┌─ Текст

# Модем "вешает" всю систему

## Tosic

Сижу намодемном инете, для подключения использовал KPPP, связь с callback'ом, но когда модем звонит провайдеру и должен ложить трубку для ожидания обратного звонка, он просто вешает всю систему и никакой реакции

Модем на чипе Lucent, поставил дрова ltmodem, при компиляции ppp, все нужные модули ядра включил.

[upd]

на материнка есть встроенная сетевуха, при  компиляции ядра указал поддержку сетевухи, но ее не настраивал. тоесть как я почитал в /etc/conf.d/net  при пустом этом файлике ( а так оно и есть) нужно чтобы был установлен DHCP-клиент, но мне это не нужно.

Что делать?

----------

## 046

т.е. только reset помогает?

Другие версии драйвера не пробовал?

----------

## Tosic

помогает только РЕСЕТ, на все другое нет реакции.

└─

### Задание 1
На каком чипе модем автора, судя по теме про модем, который вешает систему?
### Задание 2
Верны ли эти утверждения по теме про модем? На каждое ответьте «да» или «нет» и приведите решающие слова из текста дословно.
(a) Автор подключается к интернету через KPPP.
(b) Автор настроил встроенную сетевую карту.
(c) Кроме ресета, систему можно вернуть к жизни чем-то еще.
### Задание 3
Продолжите тему про модем, который вешает систему: напишите следующее сообщение после последнего ответа Tosic.

┌─ Исходные данные

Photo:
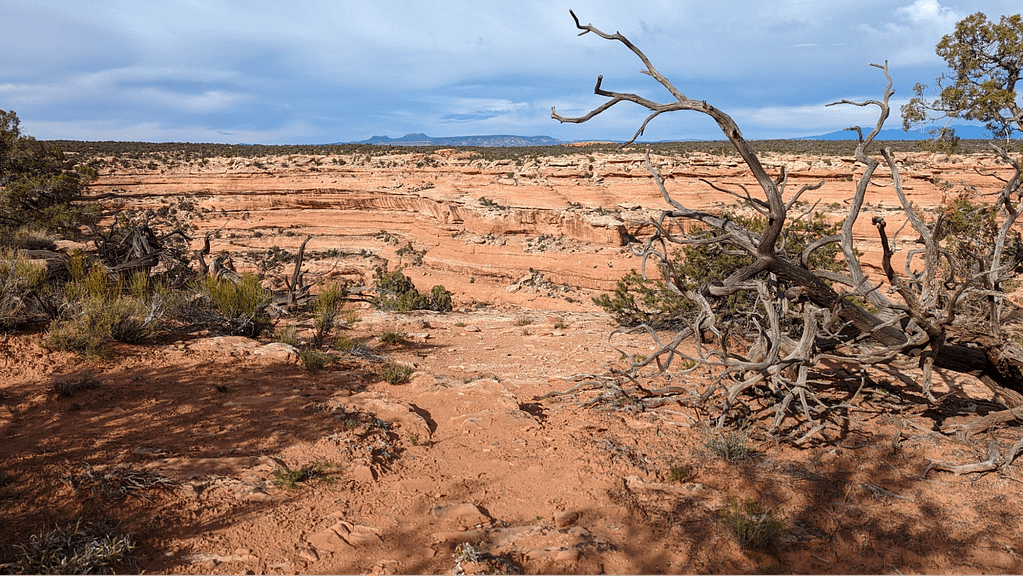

└─

### Готовый ответ 1
На чипе Lucent.

### Готовый ответ 2
(a) Да: «для подключения использовал KPPP».
(b) Нет: «указал поддержку сетевухи, но ее не настраивал».
(c) Нет: «помогает только РЕСЕТ, на все другое нет реакции».

### Готовый ответ 3
Раньше на этих драйверах все работало нормально, просто пришлось поменять материнку с чипсета VIA на nForce2, но после этого апгрейда систему вот переустановил полностью и .... вот имею

[upd]

Версия дров только одна-единственная, других в портеже нету

----------

## Laitr Keiows

У меня под столом лежит абсолютно никому не нужный Courier V.Everything... Но ты явно не в Москве...

----------

## Tosic

Спасибо большое.

Я из Киева  :Very Happy: 

Так устал с этим модемом, что я сделал не правильно уже даже нелогические методы не помогают.

Модем отвечает на команды, но вот по окончанию выполнения дозвона "вешает" систему, например, когда я делаю ATDP5945050, он набирает все как нужно, а по окончанию связи ... все Жми любимый ресет.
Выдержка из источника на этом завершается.